**CEL ZADANIA**
Powtórz wiernie wszystkie poniższe rekordy, wiersz po wierszu, niczego nie zmieniając.

----------

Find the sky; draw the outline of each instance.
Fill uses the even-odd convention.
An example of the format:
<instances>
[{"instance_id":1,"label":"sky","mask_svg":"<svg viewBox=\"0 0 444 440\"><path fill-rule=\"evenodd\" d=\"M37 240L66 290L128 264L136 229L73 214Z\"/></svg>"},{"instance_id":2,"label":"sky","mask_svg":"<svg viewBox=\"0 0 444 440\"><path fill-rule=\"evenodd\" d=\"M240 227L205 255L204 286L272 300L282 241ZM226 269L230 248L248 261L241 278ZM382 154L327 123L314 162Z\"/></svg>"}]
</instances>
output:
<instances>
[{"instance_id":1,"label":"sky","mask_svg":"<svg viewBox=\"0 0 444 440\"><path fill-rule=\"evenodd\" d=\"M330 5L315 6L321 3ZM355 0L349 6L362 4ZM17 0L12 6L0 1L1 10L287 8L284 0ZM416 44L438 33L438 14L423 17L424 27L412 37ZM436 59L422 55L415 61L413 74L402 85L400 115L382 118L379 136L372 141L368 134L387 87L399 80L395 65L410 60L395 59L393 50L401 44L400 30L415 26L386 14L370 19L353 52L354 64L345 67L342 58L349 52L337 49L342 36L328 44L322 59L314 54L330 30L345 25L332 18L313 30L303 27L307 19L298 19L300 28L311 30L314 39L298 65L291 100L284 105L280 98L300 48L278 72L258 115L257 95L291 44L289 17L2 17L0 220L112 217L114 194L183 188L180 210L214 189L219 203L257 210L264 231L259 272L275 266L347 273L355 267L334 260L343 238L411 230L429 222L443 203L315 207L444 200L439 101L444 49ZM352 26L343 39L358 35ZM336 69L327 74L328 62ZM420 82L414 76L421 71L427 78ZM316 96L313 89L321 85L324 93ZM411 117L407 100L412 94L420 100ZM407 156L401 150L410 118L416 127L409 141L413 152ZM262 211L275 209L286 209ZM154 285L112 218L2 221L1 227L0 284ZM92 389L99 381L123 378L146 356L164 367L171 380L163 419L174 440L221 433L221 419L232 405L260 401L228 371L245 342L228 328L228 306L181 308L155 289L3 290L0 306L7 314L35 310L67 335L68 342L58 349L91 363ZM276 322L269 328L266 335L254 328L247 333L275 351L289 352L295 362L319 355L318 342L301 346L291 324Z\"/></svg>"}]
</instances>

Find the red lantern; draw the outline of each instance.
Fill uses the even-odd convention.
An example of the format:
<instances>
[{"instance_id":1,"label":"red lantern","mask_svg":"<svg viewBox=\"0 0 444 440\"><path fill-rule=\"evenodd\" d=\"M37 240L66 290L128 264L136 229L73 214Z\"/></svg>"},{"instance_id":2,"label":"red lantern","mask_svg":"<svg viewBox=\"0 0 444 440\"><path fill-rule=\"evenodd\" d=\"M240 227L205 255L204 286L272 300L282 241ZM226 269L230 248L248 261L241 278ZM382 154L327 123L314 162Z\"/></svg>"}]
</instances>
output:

----------

**PEŁNA ODPOWIEDŹ**
Find the sky; draw the outline of each instance.
Fill uses the even-odd convention.
An example of the format:
<instances>
[{"instance_id":1,"label":"sky","mask_svg":"<svg viewBox=\"0 0 444 440\"><path fill-rule=\"evenodd\" d=\"M37 240L66 290L128 264L136 229L73 214Z\"/></svg>"},{"instance_id":2,"label":"sky","mask_svg":"<svg viewBox=\"0 0 444 440\"><path fill-rule=\"evenodd\" d=\"M240 227L205 255L204 286L272 300L282 241ZM226 269L230 248L248 261L241 278ZM382 154L327 123L314 162Z\"/></svg>"}]
</instances>
output:
<instances>
[{"instance_id":1,"label":"sky","mask_svg":"<svg viewBox=\"0 0 444 440\"><path fill-rule=\"evenodd\" d=\"M330 5L315 6L321 3ZM355 0L349 6L362 4ZM17 0L12 6L0 1L1 10L287 8L284 0ZM416 44L438 33L438 14L423 17L424 27L412 37ZM436 59L422 55L415 61L413 74L402 85L400 115L382 118L379 136L372 141L368 134L387 87L399 80L395 65L410 60L395 59L393 50L401 44L400 30L415 26L386 14L370 19L353 52L354 64L345 67L342 58L349 52L337 49L342 36L328 44L322 59L314 54L330 30L345 25L332 18L313 30L303 27L307 19L298 19L300 28L311 30L314 39L298 65L291 100L284 105L280 98L300 48L278 72L258 115L257 95L291 44L289 17L2 17L0 220L112 217L114 194L183 188L180 210L214 189L219 203L257 210L264 231L259 272L275 266L347 273L355 267L334 260L343 238L411 230L429 222L443 203L315 207L444 200L439 101L444 49ZM352 26L343 39L358 35ZM336 69L327 74L328 62ZM420 82L414 76L421 71L427 78ZM316 96L313 89L321 85L324 93ZM411 117L407 100L412 94L420 100ZM407 156L401 150L410 118L416 127L409 141L413 152ZM262 211L275 209L286 209ZM154 285L112 218L2 221L1 227L0 284ZM92 389L99 381L123 378L146 356L164 367L171 380L163 419L174 440L221 433L221 419L232 405L260 401L228 371L245 342L228 328L228 306L181 308L155 289L3 290L0 306L7 314L35 310L67 335L68 342L58 349L91 363ZM276 322L269 328L266 335L254 328L247 333L275 351L289 352L295 362L319 355L318 342L301 346L291 324Z\"/></svg>"}]
</instances>

Find the red lantern; draw the outline of each instance.
Fill uses the even-odd convention.
An example of the format:
<instances>
[{"instance_id":1,"label":"red lantern","mask_svg":"<svg viewBox=\"0 0 444 440\"><path fill-rule=\"evenodd\" d=\"M37 240L66 290L128 264L136 229L73 214Z\"/></svg>"},{"instance_id":2,"label":"red lantern","mask_svg":"<svg viewBox=\"0 0 444 440\"><path fill-rule=\"evenodd\" d=\"M240 227L205 255L204 286L272 300L282 241ZM226 269L230 248L248 261L241 278ZM382 154L327 123L314 162Z\"/></svg>"}]
</instances>
output:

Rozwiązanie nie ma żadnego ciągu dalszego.